Excerpt to read
"Lord I am not Worthy": Reflections on the First Reading for the Fifth Sunday in Ordinary Time
The stories of Sts. Agatha and Lucy, virgins and martyrs, are together a powerful example of the impact the witness (what martyr literally means in Greek) of one martyr can have many years after her death. Sts. Agatha and Lucy were both natives of the island of Sicily. Although Sicily is now controlled by Italy, it was originally a Greek colony and was therefore culturally Greek. Rome eventually conquered Sicily was its province when it attacked the island as part of the First Punic War against Carthage in 242 B.C.
Over four centuries later, the Roman emperor Gaius Messius Quintus Traianus Decius, usually referred to simply as Decius, began the first persecution of Christians throughout the Empire. The first persecutions, under Nero and Domitian, had been fierce but mostly confined to Italy and Asia Minor. Later persecutions were regional, most notably at Lugundum (Lyon) in A.D. 117 during the reign of Marcus Aurelius, and at Carthage in A.D. 203 during the reign of Septimius Severus.
Due to these persecutions, Aurelius and Severus are often considered persecutors, although it is almost certain they did not order the persecutions and entirely possible that they were at most vaguely aware of them. On the other hand, the emperor Trajan certainly did know of a persecution that occurred during his reign in the province of Pontus, because Pliny the Younger, who was governor of that region wrote to the emperor in order to ask him some questions regarding judicial proceedings against accused Christians. In his reply, Trajan instructs Pliny that if a person is accused of being a Christian, then he must prove he is not by offering sacrifice to the gods. If he refuses, he is to be punished. However, Trajan advises Pliny not to seek out Christians nor to accept any anonymous accusations. Trajan’s successor Hadrian softened this stance by ruling that Christianity itself was not a crime and that a Christian could only be punished as one if he or she was found to be guilty of another, separate crime.

Description of the task
In one to three sentences, explain why the excerpt on Roman persecutions says Trajan certainly knew about the persecution in the province of Pontus.

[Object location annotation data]
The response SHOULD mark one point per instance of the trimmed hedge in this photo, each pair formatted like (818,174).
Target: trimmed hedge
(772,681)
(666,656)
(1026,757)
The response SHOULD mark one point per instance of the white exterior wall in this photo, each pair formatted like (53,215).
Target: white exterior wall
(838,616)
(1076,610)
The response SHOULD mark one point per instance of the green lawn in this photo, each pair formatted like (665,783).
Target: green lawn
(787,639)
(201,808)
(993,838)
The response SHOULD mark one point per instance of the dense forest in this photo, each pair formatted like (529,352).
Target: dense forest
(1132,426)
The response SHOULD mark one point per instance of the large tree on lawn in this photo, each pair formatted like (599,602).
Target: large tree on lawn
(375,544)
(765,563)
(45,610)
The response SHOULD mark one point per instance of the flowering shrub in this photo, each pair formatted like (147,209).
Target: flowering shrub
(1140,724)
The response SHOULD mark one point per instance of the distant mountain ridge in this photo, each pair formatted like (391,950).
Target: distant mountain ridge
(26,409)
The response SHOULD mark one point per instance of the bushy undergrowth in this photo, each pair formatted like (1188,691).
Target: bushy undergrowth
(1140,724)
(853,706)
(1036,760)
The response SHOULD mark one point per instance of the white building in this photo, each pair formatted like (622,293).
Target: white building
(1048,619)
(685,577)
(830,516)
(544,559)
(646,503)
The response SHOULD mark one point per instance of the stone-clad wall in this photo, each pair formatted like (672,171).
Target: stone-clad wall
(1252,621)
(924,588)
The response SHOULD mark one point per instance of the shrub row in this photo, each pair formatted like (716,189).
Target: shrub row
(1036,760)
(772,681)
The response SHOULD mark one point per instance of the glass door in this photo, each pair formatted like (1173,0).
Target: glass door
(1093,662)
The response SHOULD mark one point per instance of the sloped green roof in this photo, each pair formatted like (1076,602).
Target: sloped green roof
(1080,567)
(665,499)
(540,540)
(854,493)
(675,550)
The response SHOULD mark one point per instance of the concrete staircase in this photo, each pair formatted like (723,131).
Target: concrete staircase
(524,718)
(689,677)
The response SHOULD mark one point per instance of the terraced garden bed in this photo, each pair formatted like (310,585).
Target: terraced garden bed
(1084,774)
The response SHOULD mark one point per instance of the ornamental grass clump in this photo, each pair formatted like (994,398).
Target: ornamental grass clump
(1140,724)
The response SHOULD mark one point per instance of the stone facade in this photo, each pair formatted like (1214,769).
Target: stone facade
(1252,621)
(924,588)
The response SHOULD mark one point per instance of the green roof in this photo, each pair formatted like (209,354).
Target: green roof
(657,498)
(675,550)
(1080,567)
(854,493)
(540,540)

Solution to this problem
Pliny the Younger, the governor of that region, wrote to Trajan with questions about the judicial proceedings against accused Christians. Trajan replied with instructions, so he certainly knew of the persecution.